Point annotation dataset rows
══════

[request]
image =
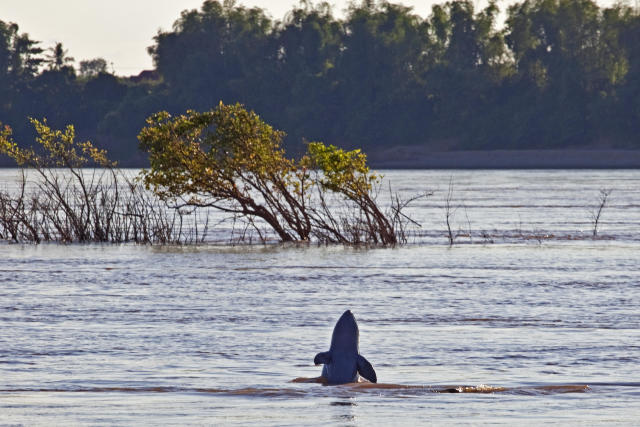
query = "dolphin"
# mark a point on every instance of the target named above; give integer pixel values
(343, 362)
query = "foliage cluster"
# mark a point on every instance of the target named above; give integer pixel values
(69, 191)
(560, 73)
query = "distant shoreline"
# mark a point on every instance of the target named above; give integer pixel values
(416, 157)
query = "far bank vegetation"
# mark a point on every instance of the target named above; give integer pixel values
(226, 159)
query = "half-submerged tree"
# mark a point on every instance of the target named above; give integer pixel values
(69, 191)
(229, 159)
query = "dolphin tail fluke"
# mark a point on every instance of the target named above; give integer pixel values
(366, 370)
(323, 358)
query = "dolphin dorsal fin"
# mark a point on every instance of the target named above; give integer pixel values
(365, 369)
(322, 358)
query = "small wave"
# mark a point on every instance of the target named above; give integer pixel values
(391, 390)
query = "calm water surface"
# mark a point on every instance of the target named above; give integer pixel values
(527, 315)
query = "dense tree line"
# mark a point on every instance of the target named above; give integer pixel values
(560, 73)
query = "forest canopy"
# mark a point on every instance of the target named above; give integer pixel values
(557, 74)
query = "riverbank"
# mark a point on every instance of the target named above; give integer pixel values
(417, 157)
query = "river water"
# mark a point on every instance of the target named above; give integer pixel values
(526, 319)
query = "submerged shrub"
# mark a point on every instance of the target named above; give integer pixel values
(229, 159)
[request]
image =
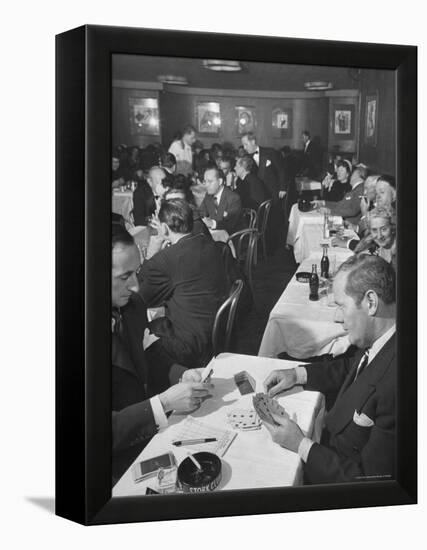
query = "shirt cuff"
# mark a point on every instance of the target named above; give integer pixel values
(301, 374)
(304, 448)
(160, 417)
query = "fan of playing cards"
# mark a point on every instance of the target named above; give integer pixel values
(266, 406)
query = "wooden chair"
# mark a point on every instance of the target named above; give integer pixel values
(261, 225)
(224, 320)
(250, 217)
(244, 242)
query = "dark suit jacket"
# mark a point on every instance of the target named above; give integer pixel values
(354, 452)
(251, 191)
(132, 415)
(188, 278)
(349, 206)
(271, 171)
(312, 160)
(228, 215)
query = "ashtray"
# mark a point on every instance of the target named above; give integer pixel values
(207, 479)
(303, 276)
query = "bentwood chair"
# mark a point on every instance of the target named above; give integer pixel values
(244, 242)
(250, 217)
(261, 224)
(224, 320)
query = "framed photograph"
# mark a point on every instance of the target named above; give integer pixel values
(343, 121)
(208, 118)
(245, 119)
(213, 451)
(144, 116)
(371, 118)
(282, 122)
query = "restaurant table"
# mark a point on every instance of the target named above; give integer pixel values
(303, 328)
(305, 231)
(252, 460)
(122, 203)
(307, 184)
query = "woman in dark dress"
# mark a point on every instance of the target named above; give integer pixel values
(337, 185)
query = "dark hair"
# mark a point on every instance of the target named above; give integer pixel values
(168, 160)
(177, 215)
(369, 273)
(188, 129)
(219, 172)
(250, 135)
(120, 236)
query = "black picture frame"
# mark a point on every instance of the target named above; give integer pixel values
(83, 256)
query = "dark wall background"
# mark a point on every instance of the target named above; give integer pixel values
(178, 108)
(382, 156)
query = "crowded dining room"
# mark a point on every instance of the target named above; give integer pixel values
(253, 275)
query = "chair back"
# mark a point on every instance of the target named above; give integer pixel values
(224, 320)
(250, 217)
(263, 215)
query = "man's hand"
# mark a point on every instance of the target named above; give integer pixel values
(279, 380)
(337, 241)
(192, 375)
(208, 222)
(184, 397)
(288, 434)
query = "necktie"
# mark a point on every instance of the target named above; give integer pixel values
(362, 365)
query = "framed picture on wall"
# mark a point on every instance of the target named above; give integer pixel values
(282, 122)
(371, 119)
(119, 443)
(343, 121)
(208, 116)
(144, 116)
(245, 119)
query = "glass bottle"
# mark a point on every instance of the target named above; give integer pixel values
(314, 284)
(324, 264)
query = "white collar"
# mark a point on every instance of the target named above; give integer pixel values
(219, 194)
(381, 342)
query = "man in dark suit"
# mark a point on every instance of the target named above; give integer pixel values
(136, 412)
(358, 441)
(188, 278)
(249, 187)
(221, 208)
(270, 170)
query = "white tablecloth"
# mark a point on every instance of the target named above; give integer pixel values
(303, 328)
(253, 460)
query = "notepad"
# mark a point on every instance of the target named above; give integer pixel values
(192, 428)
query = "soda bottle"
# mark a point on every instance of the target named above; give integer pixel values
(324, 264)
(314, 283)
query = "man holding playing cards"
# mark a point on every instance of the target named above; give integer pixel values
(358, 441)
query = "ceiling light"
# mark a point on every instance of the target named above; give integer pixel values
(171, 79)
(222, 65)
(318, 85)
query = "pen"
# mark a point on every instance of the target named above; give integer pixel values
(194, 441)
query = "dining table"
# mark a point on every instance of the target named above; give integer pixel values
(303, 328)
(306, 231)
(252, 460)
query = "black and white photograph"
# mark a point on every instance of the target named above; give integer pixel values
(253, 286)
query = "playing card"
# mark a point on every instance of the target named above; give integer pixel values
(244, 419)
(245, 382)
(266, 406)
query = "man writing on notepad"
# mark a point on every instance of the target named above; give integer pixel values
(358, 441)
(137, 414)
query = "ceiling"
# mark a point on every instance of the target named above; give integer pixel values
(255, 76)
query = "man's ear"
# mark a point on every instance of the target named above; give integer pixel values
(372, 302)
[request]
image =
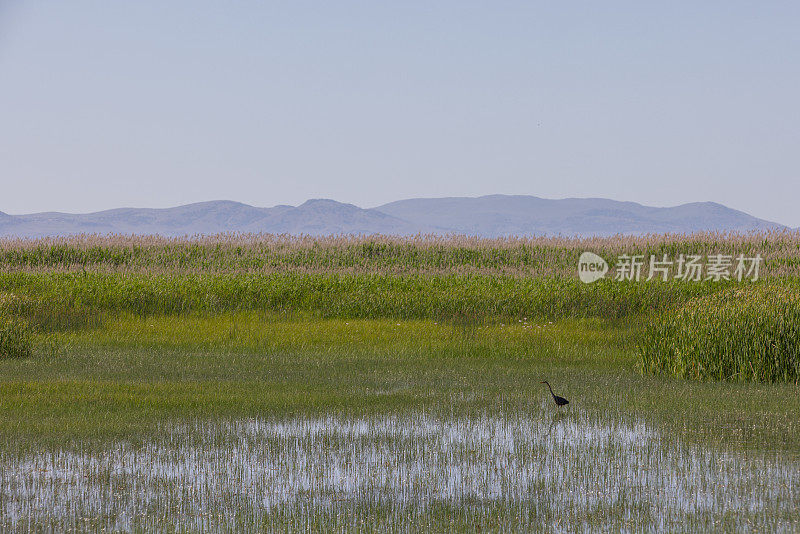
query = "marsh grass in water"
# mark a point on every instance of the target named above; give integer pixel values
(534, 470)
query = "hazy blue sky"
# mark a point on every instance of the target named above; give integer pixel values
(108, 103)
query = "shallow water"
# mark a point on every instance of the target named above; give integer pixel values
(556, 471)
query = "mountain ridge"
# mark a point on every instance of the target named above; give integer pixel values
(486, 216)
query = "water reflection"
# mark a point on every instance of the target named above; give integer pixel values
(553, 469)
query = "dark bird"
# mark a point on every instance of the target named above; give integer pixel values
(560, 401)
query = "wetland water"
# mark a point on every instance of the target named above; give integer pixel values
(546, 470)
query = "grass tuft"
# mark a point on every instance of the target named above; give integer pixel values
(743, 334)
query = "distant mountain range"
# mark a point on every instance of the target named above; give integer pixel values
(487, 216)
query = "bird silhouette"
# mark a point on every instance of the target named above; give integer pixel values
(560, 401)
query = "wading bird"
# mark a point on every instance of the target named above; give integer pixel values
(560, 401)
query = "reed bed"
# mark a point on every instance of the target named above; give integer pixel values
(424, 254)
(61, 300)
(741, 334)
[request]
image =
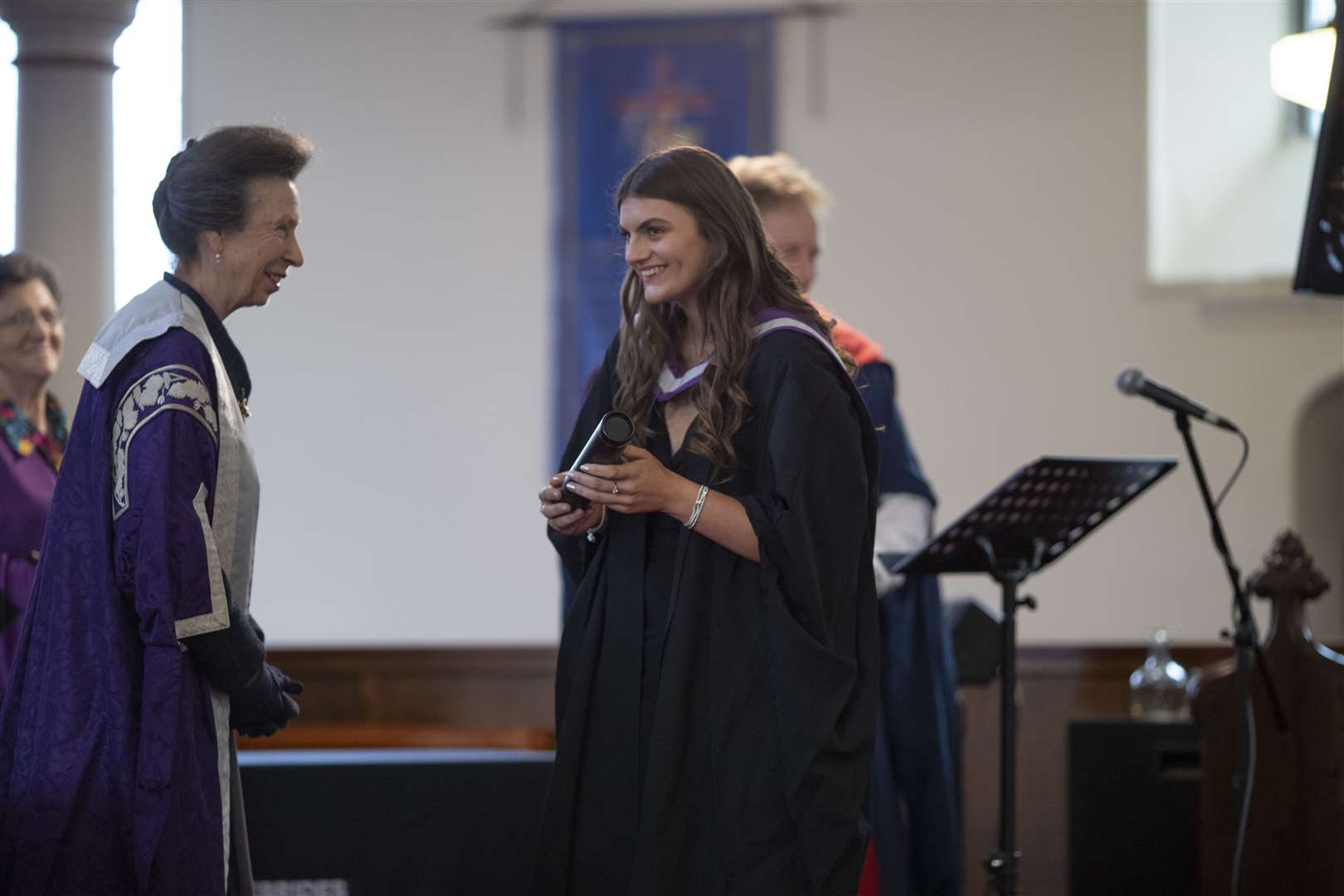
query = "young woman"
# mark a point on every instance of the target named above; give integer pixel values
(717, 691)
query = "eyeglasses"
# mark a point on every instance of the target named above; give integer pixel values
(26, 319)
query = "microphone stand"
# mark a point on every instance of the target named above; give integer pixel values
(1246, 650)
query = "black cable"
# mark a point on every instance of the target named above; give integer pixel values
(1241, 465)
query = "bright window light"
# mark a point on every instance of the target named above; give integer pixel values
(147, 132)
(8, 134)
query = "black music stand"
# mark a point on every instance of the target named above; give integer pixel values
(1019, 528)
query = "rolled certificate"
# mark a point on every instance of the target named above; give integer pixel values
(611, 434)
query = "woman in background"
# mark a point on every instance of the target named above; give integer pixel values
(32, 430)
(717, 681)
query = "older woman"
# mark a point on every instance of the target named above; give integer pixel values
(117, 770)
(32, 427)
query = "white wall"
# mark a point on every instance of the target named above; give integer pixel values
(988, 163)
(1229, 163)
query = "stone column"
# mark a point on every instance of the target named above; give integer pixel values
(65, 156)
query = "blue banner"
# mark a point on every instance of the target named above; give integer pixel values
(626, 89)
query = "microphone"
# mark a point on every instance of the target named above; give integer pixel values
(1132, 382)
(611, 437)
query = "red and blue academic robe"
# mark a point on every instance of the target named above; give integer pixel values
(916, 817)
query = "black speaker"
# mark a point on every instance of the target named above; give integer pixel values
(1133, 807)
(975, 640)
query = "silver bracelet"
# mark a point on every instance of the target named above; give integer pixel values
(699, 505)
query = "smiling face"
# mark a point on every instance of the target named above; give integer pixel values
(32, 334)
(665, 247)
(254, 258)
(791, 230)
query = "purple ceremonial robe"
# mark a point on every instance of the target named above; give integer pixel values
(110, 762)
(26, 486)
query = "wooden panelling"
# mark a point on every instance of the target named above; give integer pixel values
(503, 696)
(1057, 684)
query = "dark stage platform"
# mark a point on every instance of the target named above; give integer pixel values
(379, 822)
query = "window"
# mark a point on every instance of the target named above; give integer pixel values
(147, 132)
(8, 134)
(1229, 165)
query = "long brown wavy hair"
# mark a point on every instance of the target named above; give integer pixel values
(743, 280)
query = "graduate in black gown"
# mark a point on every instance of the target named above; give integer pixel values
(717, 685)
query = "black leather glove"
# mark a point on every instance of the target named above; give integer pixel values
(265, 705)
(231, 657)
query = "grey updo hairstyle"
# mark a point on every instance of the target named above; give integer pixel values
(206, 184)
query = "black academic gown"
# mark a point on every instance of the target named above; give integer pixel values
(762, 733)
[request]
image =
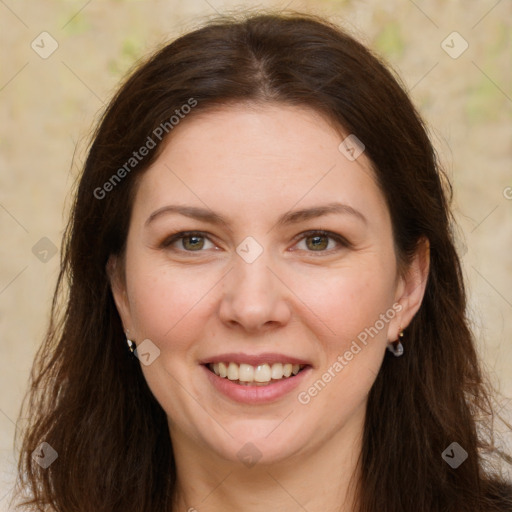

══════

Description of the task - How many lines in the rows above contain the string "suit", counting case-sensitively? Reply with the number alone.

Solution to this exercise - 2